• [DATA LISTING]

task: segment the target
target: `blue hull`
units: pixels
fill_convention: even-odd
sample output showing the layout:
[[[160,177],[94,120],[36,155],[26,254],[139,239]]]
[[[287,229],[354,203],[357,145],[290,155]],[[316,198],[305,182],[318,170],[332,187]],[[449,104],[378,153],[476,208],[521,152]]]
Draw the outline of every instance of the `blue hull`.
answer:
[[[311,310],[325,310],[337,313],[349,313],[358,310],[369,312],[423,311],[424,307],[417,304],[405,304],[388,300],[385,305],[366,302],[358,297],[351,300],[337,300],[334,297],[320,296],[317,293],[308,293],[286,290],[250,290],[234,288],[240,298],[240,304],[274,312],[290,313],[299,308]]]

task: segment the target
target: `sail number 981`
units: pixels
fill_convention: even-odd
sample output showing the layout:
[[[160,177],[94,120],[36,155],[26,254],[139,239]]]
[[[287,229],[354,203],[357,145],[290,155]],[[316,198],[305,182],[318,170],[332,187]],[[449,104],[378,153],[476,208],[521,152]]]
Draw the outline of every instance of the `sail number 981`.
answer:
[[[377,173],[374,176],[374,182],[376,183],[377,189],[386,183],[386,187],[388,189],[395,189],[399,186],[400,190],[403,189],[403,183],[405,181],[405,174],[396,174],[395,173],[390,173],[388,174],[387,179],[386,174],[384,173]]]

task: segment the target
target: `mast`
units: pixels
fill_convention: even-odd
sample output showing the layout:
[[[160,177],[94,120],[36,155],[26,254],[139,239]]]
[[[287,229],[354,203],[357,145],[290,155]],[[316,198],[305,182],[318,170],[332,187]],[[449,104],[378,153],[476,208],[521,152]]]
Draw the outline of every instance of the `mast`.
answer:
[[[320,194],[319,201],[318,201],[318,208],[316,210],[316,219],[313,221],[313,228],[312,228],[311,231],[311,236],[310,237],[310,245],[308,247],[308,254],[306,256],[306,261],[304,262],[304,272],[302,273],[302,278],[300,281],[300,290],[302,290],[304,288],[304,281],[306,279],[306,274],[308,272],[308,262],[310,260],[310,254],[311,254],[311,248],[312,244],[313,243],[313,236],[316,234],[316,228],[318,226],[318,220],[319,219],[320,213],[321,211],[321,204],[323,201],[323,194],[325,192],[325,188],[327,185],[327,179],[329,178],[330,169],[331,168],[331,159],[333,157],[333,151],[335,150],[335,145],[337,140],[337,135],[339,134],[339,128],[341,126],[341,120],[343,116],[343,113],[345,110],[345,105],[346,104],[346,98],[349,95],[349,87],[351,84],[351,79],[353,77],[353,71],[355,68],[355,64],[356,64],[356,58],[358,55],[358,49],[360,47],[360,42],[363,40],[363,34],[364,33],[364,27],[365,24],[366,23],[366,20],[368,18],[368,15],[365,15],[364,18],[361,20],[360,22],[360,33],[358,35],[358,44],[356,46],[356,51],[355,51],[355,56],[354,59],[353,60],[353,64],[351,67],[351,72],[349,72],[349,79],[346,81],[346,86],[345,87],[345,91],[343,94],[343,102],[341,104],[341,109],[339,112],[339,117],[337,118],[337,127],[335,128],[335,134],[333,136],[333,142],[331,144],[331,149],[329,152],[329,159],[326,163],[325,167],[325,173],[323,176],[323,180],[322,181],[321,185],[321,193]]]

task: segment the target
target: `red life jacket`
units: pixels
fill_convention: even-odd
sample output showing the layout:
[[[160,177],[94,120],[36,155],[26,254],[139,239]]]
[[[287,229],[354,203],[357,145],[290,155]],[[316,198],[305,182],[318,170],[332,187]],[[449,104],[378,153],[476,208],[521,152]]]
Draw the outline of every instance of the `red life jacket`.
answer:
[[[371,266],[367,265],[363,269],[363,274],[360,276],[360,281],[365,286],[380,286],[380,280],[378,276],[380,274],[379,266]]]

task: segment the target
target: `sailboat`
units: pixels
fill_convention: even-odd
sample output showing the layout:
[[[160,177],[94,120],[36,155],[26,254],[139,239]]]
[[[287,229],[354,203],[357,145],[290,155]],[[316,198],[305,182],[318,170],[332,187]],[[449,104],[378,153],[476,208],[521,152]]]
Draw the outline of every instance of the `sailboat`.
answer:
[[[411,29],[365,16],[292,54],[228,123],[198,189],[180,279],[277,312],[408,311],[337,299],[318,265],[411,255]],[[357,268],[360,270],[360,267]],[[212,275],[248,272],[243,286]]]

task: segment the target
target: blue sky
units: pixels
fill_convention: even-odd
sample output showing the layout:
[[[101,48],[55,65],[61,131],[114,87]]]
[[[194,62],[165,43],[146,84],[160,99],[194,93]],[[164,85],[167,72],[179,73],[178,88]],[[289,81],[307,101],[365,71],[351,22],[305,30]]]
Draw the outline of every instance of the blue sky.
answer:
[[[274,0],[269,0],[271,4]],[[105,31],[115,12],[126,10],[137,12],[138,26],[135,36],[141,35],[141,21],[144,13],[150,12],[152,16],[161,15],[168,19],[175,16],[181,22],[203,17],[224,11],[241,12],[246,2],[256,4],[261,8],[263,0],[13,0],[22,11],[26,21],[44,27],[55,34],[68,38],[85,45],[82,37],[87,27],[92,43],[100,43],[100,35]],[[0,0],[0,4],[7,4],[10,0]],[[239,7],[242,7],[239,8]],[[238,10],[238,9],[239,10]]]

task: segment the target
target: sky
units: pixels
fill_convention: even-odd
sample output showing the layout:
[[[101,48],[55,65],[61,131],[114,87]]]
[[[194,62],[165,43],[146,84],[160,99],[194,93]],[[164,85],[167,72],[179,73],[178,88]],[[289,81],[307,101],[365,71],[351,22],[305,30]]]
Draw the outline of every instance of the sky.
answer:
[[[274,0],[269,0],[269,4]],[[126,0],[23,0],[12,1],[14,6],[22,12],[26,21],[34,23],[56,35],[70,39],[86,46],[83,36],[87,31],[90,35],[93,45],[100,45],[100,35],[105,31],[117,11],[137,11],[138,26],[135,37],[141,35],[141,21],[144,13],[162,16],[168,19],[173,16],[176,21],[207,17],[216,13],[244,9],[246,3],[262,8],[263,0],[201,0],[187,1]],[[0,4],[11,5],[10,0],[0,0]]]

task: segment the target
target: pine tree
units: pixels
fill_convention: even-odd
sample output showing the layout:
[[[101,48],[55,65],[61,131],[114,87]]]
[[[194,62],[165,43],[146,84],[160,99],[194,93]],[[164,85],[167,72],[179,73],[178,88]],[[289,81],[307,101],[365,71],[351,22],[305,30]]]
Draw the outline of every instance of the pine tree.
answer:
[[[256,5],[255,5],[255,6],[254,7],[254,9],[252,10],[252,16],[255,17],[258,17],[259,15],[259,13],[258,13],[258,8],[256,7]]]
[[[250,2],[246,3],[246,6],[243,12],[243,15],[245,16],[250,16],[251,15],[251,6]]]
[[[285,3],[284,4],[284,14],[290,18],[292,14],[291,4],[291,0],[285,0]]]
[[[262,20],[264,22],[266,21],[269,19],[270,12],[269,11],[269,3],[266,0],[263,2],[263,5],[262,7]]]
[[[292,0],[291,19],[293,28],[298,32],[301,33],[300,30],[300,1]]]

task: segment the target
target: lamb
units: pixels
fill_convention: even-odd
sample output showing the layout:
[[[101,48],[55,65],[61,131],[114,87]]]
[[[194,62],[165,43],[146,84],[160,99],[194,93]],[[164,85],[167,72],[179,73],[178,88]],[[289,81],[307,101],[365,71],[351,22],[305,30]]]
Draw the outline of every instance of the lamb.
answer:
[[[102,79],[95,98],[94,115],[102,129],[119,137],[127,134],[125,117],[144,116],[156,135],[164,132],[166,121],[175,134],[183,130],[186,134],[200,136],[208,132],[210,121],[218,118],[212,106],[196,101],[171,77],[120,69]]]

• [JOB]
Pick out every line in the entries that contains the string "blue", and copy each of those lines.

• [TASK ANSWER]
target: `blue hull`
Draw the outline of every instance of the `blue hull`.
target: blue sky
Draw the outline of every instance of the blue sky.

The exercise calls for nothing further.